* [Written task] Return all the data, word for word.

* [Pointing dataset excerpts]
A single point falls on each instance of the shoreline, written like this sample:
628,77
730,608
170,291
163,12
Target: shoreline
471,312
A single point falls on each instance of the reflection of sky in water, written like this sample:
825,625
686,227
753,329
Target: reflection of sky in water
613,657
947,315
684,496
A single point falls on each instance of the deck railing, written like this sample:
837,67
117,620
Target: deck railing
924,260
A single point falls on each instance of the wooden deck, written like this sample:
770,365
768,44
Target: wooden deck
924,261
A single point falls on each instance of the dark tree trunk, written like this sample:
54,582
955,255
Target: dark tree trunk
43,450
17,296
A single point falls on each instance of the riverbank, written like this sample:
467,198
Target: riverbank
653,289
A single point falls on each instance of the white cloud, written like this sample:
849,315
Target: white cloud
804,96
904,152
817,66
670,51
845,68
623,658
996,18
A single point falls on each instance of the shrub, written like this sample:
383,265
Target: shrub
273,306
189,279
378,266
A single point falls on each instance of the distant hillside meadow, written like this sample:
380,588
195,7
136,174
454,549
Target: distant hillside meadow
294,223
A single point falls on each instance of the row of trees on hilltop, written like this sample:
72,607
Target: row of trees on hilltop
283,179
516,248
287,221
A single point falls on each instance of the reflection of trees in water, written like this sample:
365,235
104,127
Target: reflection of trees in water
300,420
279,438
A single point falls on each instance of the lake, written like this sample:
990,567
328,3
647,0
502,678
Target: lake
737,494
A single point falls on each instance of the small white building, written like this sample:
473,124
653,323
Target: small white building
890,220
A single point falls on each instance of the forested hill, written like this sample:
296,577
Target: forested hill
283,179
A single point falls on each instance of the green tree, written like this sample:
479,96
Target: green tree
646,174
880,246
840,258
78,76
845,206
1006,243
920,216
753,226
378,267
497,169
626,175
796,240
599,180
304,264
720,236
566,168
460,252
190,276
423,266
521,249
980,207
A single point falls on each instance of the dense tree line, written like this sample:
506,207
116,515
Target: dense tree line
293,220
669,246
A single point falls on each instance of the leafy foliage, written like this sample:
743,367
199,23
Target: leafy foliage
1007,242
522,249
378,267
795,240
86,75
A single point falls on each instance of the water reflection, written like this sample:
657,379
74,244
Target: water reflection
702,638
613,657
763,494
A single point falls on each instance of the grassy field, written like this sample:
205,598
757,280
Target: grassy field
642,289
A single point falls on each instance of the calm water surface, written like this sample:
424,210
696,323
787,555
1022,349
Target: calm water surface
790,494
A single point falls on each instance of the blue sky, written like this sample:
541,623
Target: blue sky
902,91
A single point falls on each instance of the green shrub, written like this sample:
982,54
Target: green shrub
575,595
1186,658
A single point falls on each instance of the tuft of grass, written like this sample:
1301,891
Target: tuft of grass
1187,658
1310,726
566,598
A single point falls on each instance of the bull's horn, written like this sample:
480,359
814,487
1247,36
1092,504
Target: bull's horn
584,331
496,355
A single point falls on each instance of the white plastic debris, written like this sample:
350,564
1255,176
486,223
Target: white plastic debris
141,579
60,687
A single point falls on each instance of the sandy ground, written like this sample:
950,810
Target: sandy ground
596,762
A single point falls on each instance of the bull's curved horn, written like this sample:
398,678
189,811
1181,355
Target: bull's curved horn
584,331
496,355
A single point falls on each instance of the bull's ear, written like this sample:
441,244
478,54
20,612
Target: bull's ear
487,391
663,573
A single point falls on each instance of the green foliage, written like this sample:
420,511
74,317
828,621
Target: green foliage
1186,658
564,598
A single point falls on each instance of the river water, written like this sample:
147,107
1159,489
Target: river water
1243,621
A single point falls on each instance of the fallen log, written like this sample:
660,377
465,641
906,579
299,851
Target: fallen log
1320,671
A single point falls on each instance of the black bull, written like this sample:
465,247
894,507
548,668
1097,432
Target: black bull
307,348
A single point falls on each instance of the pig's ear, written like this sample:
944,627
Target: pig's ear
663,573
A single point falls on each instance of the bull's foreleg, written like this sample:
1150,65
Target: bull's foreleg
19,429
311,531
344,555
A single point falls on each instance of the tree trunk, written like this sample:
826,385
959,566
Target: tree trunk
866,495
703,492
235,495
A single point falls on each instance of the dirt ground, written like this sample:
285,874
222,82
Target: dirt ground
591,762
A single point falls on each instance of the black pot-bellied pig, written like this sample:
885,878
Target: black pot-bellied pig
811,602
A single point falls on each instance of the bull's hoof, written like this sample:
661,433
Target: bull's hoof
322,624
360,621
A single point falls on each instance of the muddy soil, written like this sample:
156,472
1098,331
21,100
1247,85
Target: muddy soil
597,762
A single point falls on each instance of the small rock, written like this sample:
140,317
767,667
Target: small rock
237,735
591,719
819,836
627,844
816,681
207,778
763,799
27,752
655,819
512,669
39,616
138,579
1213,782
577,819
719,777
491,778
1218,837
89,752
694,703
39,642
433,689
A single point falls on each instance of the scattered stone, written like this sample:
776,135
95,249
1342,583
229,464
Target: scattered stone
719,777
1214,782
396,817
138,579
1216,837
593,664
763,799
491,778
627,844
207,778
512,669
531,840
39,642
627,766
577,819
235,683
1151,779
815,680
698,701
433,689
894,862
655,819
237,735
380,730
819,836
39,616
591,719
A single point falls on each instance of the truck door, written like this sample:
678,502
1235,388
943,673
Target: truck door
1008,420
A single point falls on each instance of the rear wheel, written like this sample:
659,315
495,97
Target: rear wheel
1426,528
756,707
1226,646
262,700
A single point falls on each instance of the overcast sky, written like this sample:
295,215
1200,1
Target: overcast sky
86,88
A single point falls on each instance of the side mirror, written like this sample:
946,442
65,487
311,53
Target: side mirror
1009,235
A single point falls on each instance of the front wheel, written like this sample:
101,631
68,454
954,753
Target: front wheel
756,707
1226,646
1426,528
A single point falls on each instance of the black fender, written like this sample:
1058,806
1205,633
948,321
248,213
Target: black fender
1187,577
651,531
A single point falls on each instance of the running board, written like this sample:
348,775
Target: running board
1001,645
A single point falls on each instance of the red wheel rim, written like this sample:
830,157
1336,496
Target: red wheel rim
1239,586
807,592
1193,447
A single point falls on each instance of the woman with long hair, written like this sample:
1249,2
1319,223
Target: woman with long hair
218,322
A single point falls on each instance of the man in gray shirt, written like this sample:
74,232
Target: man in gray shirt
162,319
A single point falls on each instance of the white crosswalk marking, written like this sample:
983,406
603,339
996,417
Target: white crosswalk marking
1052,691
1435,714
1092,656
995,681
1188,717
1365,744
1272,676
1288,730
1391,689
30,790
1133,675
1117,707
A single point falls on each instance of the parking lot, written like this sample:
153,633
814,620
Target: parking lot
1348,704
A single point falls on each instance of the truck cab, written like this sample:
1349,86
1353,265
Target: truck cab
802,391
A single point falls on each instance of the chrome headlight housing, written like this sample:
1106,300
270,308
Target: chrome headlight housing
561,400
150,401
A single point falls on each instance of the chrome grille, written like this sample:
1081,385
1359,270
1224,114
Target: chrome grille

* [Output below]
A single point falls on each instance of the shoreline, written like this sample:
628,77
730,608
170,291
163,12
Target: shoreline
471,312
A single point falls on each instance of the reflection of sky in water, written like this sample:
825,625
686,227
753,329
Target: reflection of sky in water
613,657
947,315
684,496
A single point falls on each instance of the deck railing, written like this sample:
837,67
117,620
Target: deck railing
924,260
A single point falls on each instance of the wooden deck, written like this sample:
770,365
768,44
Target: wooden deck
924,261
A single point falls on each instance of the dark tree trunk, written like this sample:
54,582
955,255
Target: dark tree trunk
43,450
17,296
A single point falls on each instance of the riverbank, written like this sample:
467,198
Target: riverbank
653,289
A single point falls on each instance of the white cloud, written like this sample:
849,315
Target: white cloud
804,96
904,152
817,66
670,51
845,68
623,658
996,18
A single point falls on each instance of the shrub, written like this sample:
383,265
Target: shrub
273,306
189,279
378,266
A single point falls on each instance of the distant hillside meadow, written like this sample:
380,588
195,7
136,174
454,549
Target: distant hillside meadow
294,223
A single point falls on each instance of the row of trees on hilltop, written like this sample:
72,607
Target: row of trees on hilltop
283,179
516,248
287,221
A single point falls on each instance of the reflection of trees in water, written like this sample:
365,235
104,127
Target: reflection of trees in water
300,420
279,438
A single point falls on each instance of the lake, written like this sample:
990,567
328,3
647,0
502,678
Target: lake
737,494
A single point falls on each instance of the small white building, written like this sample:
473,124
653,323
Target: small white building
890,220
A single point falls on each instance of the forested hill, written like this sample:
296,577
Target: forested hill
283,179
A single point falls on each instance of the green tree, written like this sample:
479,96
Target: green tree
646,174
880,246
840,258
78,76
845,206
1006,243
920,216
753,226
378,267
497,169
626,175
796,240
599,180
304,264
720,236
566,168
460,252
190,276
423,266
521,249
980,207
A single point falls on each instance of the dense tree line, written like this sample:
506,207
116,515
Target: dense tree line
293,220
669,246
A single point falls on each instance of the leafy foliage, written like this sample:
743,367
199,23
Target: leafy foliage
1007,242
522,249
378,267
795,240
86,75
A single point falls on each instance of the water reflection, written like this sample:
657,379
74,244
Target: water reflection
702,638
613,657
763,494
A single point falls on each instance of the grassy field, written like this sample:
205,598
757,280
Target: grassy field
642,289
A single point falls on each instance of the calm water surface, written like this sample:
424,210
696,323
787,555
1022,349
Target: calm water surface
790,494
A single point falls on each instance of the blue sky, written like this sample:
541,623
Target: blue sky
902,91
A single point falls on each instance of the green shrub, written like this sample:
982,54
Target: green shrub
575,595
1186,658
A single point falls on each instance of the tuft of grass, written like this sample:
1301,891
Target: tuft of grass
1187,658
1310,726
566,598
A single point falls on each instance of the bull's horn, written like this sample:
480,359
814,487
1247,36
1092,504
Target: bull's horn
584,331
496,355
A single point falls on each instance of the white plastic debris, written like this sample:
350,564
1255,176
486,223
Target: white plastic debris
141,579
60,687
A single point falls on each instance of the sandy ground, written like this sample:
950,810
Target: sandy ground
596,762
A single point falls on each instance of the bull's curved horn, written like this sample:
398,678
189,811
1181,355
Target: bull's curved horn
584,331
496,355
A single point falls on each instance of the bull's ear, written like this sample:
441,244
478,54
20,612
Target: bull's ear
487,391
663,573
A single point falls on each instance of the green foliage, written like this sample:
420,511
74,317
828,621
Target: green foliage
1186,658
564,598
A single point falls on each instance of the river water, written like this sample:
147,107
1159,489
Target: river water
1243,621
A single point falls on each instance of the fallen log, written like this sample:
660,377
465,641
906,579
299,851
Target: fallen log
1320,671
A single point falls on each instance of the black bull, written like this sample:
465,247
894,507
548,668
1097,432
Target: black bull
307,348
A single point falls on each instance of the pig's ear, written like this sample:
944,627
Target: pig's ear
663,573
A single point falls on each instance of the bull's foreleg, written like this sample:
1150,65
Target: bull's foreleg
19,429
311,531
344,555
A single point falls on each instance of the tree trunk, written like this sample:
826,385
959,566
Target: tree trunk
866,495
703,492
235,495
A single point falls on each instance of the dirt ground, written like this sample:
285,874
222,82
Target: dirt ground
591,762
A single point falls on each instance of the black pot-bellied pig, written like this sample:
885,878
Target: black pot-bellied pig
811,602
A single point falls on each instance of the bull's hoof, written like this sample:
661,433
Target: bull's hoof
322,624
360,621
A single point falls on each instance of the muddy soil, written like this sample:
156,472
1098,331
21,100
1247,85
Target: muddy soil
597,762
A single point falls on each instance of the small rock, written like this sample:
140,317
767,667
Target: small rock
237,735
591,719
819,836
627,844
816,681
207,778
763,799
27,752
655,819
512,669
39,616
138,579
1213,782
577,819
719,777
491,778
1218,837
89,752
694,703
39,642
433,689
A single point falls on each instance of the scattered stone, written like this sample:
776,135
95,249
1342,583
229,464
Target: scattered stone
719,777
1214,782
396,817
138,579
1216,837
593,664
763,799
491,778
627,844
207,778
512,669
531,840
39,642
627,766
577,819
235,683
1151,779
815,680
698,701
433,689
894,862
655,819
237,735
380,730
819,836
39,616
591,719
A single point falls on each instance of the truck door, written like this sample:
678,502
1235,388
943,673
Target: truck door
1008,420
A single point falls on each instance of the rear wheel, written like this sample:
659,315
495,97
Target: rear wheel
1426,528
756,707
1226,646
262,700
A single point falls on each instance of the overcast sky, written like this sample:
295,215
1200,1
Target: overcast sky
86,88
A single point falls on each instance of the side mirror, written like this sample:
946,442
65,487
311,53
Target: side mirror
1009,235
A single point falls on each instance of the front wheel, written like this sample:
101,631
68,454
954,753
Target: front wheel
756,707
1226,646
1426,528
A single point falls on each instance of the black fender, written like this sample:
1058,806
1205,633
948,321
248,213
Target: black fender
1187,577
651,531
A single point falls on each instance of the running board, written like this sample:
348,775
Target: running board
1001,645
A single point falls on each instance of the red wheel rim, written like this sample:
830,157
1336,496
Target: red wheel rim
1239,586
807,592
1193,447
A single point falls on each instance of the woman with long hair, written like this sample:
1249,2
1319,223
Target: woman with long hair
218,322
A single point falls on each instance of the man in gray shirt, written like this sample:
74,232
Target: man in gray shirt
162,319
A single point falls on each instance of the white crosswalk marking, written like this sample:
983,406
603,339
996,417
Target: white crosswalk marking
1052,691
1435,714
1092,656
995,681
1188,717
1365,744
1272,676
1288,730
1391,689
30,790
1133,675
1117,707
A single point falls on each instance of the parking lot, written like this sample:
153,633
814,620
Target: parking lot
1348,704
A single point falls on each instance of the truck cab, written like this sample:
1349,86
1353,265
Target: truck cab
802,391
A single point falls on each instance of the chrome headlight housing, written like this sample:
1106,300
270,308
Target: chrome headlight housing
561,400
150,401
A single point falls on each instance of the chrome grille, written like this sample:
1081,385
1359,270
1224,114
Target: chrome grille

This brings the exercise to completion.